In this section, we describe implementation details, evaluations, comparisons to prior work, limitations, and applications.

6.1. Baselines

Built-in Textures

The simplest baseline is to compare with the materials that come by default from each shape model. Most of the shapes in our dataset lack any meaningful material properties. Besides the very few with high quality textures, most shapes have either arbitrary colors or low resolution textures.

No Material Classification

We evaluate a version of our method without the material classification step. We assign random materials given the substance computed in section 4.3. This is akin to our training data generation process.

Color Matching

A naive method of matching materials is to render a shape with all possible materials and compare the resulting color distribution with the exemplar image. Our experiments show that such brute-force approaches were too slow for large-scale applications (rendering thousands of object with hundreds of materials takes a long time). Such comparisons also have difficulty accounting for complicated textures and non-uniform lighting effects such as shadows and specularities. We show a comparison in Figure 8.

Projective Texturing

Another approach for appearance modeling is projective texturing. If the alignment between the 3D model and the image is good  [Debevec et al., 1996; Kholgade et al., 2014], the image can be used as a texture for the 3D model. However, good alignment is a very difficult task, even with manual intervention. An additional approach that models the appearance of an object as “baked” material and illumination properties is reflectance maps [Rematas et al., 2017]. Figure 13 shows the results of projective texturing and reflectance map shading compared to our approach.

Figure 8. Matching by median color fails to account for specular reflections and fetches a diffuse, lighter material. We include the color histogram of each image on the upper left with the median color (dotted lines).

6.2. Results

We show a sample of our results in Figure 15 (please see supplementary materials for more), comparing to the built-in materials, our results with no classifier, and our full results. We also show the benefit of using high-resolution relightable textures in Figure 12.

We also show results for categories other than chairs in Figure 10. Note that these results are produced without additional training. Results may be improved by adding relevant materials (e.g., rubber for tires) and further training the classifier.

Figure 9. Our method is able to produce different plausible materials (bottom) of the same Shape (left) given different exemplar images (top outlined).

(Point annotation dataset records)
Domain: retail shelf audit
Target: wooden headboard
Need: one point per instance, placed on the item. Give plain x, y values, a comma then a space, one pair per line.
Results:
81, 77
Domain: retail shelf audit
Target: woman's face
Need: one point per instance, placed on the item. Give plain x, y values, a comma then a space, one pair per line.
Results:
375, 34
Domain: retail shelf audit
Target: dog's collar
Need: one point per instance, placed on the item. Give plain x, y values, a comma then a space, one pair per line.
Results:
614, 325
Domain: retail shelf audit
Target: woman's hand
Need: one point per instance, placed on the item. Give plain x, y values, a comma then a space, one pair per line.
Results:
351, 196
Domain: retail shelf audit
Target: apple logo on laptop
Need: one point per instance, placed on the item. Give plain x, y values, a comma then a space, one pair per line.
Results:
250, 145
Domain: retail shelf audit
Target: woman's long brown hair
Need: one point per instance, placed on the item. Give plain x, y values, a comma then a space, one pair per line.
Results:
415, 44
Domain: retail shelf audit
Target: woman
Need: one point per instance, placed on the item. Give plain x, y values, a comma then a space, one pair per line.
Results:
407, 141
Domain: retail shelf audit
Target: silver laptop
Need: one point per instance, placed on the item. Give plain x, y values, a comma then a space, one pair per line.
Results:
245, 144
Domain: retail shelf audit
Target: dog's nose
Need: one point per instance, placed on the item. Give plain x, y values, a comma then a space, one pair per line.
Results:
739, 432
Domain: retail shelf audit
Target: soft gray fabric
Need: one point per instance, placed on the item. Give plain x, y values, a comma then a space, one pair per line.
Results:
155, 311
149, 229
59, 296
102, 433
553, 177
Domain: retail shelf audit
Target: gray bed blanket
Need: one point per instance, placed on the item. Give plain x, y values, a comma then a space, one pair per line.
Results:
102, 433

Problem 1: Which headings appear under "6.1. Baselines" in the passage on material matching for 3D shapes?
Problem 2: According to the passage on material matching for 3D shapes, why were brute-force color matching approaches unsuitable for large-scale applications?
Problem 3: Copy out the part of the passage on material matching for 3D shapes from "We show a sample" to "textures in Figure 12.".
Work only from the passage on material matching for 3D shapes.

Complete response 1:
Built-in Textures
No Material Classification
Color Matching
Projective Texturing

Complete response 2: They were too slow, since rendering thousands of objects with hundreds of materials takes a long time.

Complete response 3:
We show a sample of our results in Figure 15 (please see supplementary materials for more), comparing to the built-in materials, our results with no classifier, and our full results. We also show the benefit of using high-resolution relightable textures in Figure 12.